TEXT PASSAGE ▸
(begin)

The authority of Scripture is the kind of “authority” we find when one Person—God (Father, Son, and Spirit)—establishes communication with those whom that Person created as divine image-bearers. It is the authority one finds when a relationship is noted by love and responsive love. The authority of the Bible, as T. Work recently restated, is the authority of the triune God expressed in the Bible (Living and Active [Eerdmans, 2003] 316). Rather than seeing the Bible, and therefore its authority, as document and artifact, the Bible more properly needs to be viewed as living relationship between the God who speaks through the Bible and its readers who engage with God as they listen to Scripture.
The standard words Christians use when asserting or claiming authority are inerrancy and infallibility, neither of which is a complete idea nor adequately describes the kind of “authority” Scripture plays in the life of the individual believer or the local church. As terms, “inerrant” means that the Bible is “not errant” and “infallible” means that the Bible is “not fallible.” A more complete idea for our relationship to the Bible is that Bible is “true.” Something could be “not wrong” or “not fallible” and not go far enough to be truth for us in a complete sense. As I do not define my relationship to Kris or to my children as “not bad” or “not lacking,” so I do not think it is wise for us to define our relationship to Scripture—and words deeply matter—with terms that are either incomplete or simple negations. Nor do I say Jesus, as a human being, was “sinless,” though I think that is true. Instead, I say he was “perfect.”

(end)

STATED EXERCISE 1 ▸
In the records below, pick out every line that contains the string "walking" and copy each one in full. Case matters.

Shape labeling records ▸
(begin)

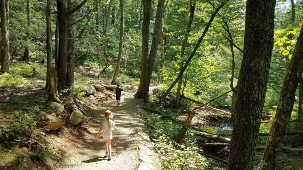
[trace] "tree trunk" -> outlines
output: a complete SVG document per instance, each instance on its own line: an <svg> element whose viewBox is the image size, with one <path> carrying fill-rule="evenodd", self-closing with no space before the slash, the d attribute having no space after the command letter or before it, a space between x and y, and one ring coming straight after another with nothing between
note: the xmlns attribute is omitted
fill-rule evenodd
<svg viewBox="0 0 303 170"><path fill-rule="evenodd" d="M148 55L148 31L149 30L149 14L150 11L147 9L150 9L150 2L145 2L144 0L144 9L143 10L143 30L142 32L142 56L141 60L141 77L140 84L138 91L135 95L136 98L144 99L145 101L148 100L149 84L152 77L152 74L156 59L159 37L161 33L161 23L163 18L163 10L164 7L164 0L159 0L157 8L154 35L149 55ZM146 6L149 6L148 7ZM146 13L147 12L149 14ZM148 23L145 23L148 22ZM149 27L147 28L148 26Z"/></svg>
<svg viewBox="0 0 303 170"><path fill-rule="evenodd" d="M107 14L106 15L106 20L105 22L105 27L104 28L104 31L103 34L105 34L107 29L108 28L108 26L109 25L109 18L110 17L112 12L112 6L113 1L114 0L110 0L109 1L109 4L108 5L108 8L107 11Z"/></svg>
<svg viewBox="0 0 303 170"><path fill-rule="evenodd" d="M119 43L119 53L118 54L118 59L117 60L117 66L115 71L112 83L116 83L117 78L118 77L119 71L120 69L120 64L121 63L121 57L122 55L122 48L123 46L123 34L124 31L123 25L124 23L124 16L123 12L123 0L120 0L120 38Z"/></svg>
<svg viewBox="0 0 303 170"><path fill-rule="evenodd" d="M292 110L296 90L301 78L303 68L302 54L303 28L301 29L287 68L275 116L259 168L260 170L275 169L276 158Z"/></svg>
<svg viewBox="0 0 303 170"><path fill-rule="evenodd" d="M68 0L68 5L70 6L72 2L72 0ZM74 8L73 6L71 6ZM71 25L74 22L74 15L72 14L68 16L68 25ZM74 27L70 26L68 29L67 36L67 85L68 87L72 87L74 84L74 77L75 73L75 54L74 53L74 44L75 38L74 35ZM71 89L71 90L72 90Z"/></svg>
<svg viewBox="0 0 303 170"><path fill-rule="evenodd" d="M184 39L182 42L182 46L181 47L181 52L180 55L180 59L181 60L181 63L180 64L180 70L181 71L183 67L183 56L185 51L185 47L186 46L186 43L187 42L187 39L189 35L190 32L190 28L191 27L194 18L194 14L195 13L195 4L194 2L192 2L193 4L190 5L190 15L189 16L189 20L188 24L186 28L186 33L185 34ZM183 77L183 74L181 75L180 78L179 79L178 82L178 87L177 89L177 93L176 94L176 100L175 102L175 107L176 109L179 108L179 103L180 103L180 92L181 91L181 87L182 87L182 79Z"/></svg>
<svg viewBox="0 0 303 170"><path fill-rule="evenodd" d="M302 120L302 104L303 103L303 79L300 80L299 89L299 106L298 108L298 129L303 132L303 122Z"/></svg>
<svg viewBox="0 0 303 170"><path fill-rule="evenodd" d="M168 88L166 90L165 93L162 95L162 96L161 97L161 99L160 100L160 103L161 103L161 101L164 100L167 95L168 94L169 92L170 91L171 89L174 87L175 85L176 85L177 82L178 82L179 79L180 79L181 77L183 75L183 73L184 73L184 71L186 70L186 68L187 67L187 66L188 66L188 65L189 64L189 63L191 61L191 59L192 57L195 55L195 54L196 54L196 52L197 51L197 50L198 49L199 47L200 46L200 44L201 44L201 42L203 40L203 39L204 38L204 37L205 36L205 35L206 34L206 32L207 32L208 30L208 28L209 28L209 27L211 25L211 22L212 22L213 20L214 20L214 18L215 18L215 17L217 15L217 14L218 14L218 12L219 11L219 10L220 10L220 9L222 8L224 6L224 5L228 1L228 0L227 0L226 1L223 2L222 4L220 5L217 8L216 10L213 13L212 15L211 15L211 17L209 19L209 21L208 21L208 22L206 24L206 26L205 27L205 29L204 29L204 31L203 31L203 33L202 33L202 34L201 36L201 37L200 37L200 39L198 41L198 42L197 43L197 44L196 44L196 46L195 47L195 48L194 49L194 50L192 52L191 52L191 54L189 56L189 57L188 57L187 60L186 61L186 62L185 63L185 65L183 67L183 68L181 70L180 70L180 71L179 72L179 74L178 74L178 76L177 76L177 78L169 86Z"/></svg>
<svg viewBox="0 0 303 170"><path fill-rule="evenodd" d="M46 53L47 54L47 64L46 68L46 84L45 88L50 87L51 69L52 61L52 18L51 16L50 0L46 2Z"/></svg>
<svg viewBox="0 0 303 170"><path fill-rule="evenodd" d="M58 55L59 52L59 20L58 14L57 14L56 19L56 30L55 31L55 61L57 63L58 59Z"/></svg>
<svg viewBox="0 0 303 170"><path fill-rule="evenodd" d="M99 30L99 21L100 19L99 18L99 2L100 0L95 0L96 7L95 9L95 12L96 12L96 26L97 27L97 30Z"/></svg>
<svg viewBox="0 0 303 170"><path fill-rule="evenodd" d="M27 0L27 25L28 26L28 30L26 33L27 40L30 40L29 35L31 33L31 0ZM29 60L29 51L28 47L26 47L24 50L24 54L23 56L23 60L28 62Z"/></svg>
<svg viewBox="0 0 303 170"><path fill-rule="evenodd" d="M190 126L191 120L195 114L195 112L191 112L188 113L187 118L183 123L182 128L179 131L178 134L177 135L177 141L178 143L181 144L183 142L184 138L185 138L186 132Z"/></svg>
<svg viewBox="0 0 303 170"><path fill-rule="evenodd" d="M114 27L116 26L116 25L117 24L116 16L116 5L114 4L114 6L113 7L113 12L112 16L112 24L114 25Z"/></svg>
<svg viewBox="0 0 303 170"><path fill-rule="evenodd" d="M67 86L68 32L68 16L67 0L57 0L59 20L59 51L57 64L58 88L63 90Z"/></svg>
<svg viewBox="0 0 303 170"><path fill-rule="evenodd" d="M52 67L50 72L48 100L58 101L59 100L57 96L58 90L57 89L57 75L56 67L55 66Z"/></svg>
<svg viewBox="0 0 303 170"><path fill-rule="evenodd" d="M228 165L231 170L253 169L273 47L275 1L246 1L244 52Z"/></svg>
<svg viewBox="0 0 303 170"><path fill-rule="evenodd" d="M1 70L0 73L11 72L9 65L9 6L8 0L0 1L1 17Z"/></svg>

(end)
(begin)

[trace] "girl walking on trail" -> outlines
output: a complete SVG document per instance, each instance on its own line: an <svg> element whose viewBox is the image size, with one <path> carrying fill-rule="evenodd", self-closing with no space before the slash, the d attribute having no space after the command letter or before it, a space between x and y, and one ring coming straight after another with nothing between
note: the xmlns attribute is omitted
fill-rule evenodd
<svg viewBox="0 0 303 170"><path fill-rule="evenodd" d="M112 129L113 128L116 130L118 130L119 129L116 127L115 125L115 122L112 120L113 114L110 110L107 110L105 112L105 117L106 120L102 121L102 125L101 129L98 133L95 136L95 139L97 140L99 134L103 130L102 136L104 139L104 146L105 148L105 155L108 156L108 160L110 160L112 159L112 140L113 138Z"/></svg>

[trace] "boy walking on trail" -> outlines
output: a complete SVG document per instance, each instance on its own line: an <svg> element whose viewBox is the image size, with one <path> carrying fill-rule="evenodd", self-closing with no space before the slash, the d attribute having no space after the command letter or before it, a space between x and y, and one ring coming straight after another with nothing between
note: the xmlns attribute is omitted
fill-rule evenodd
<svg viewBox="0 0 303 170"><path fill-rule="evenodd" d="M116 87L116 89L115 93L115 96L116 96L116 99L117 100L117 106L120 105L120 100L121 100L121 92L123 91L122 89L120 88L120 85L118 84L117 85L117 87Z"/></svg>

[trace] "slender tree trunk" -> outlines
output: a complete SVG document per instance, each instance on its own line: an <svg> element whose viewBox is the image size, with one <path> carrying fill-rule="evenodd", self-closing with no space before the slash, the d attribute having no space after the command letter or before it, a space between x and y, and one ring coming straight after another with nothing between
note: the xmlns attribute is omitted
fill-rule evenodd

(end)

STATED EXERCISE 2 ▸
Transcribe the passage on the authority of Scripture from start to finish, without any change.

FULL OUTPUT 1 ▸
[trace] "girl walking on trail" -> outlines
[trace] "boy walking on trail" -> outlines

FULL OUTPUT 2 ▸
The authority of Scripture is the kind of “authority” we find when one Person—God (Father, Son, and Spirit)—establishes communication with those whom that Person created as divine image-bearers. It is the authority one finds when a relationship is noted by love and responsive love. The authority of the Bible, as T. Work recently restated, is the authority of the triune God expressed in the Bible (Living and Active [Eerdmans, 2003] 316). Rather than seeing the Bible, and therefore its authority, as document and artifact, the Bible more properly needs to be viewed as living relationship between the God who speaks through the Bible and its readers who engage with God as they listen to Scripture.
The standard words Christians use when asserting or claiming authority are inerrancy and infallibility, neither of which is a complete idea nor adequately describes the kind of “authority” Scripture plays in the life of the individual believer or the local church. As terms, “inerrant” means that the Bible is “not errant” and “infallible” means that the Bible is “not fallible.” A more complete idea for our relationship to the Bible is that Bible is “true.” Something could be “not wrong” or “not fallible” and not go far enough to be truth for us in a complete sense. As I do not define my relationship to Kris or to my children as “not bad” or “not lacking,” so I do not think it is wise for us to define our relationship to Scripture—and words deeply matter—with terms that are either incomplete or simple negations. Nor do I say Jesus, as a human being, was “sinless,” though I think that is true. Instead, I say he was “perfect.”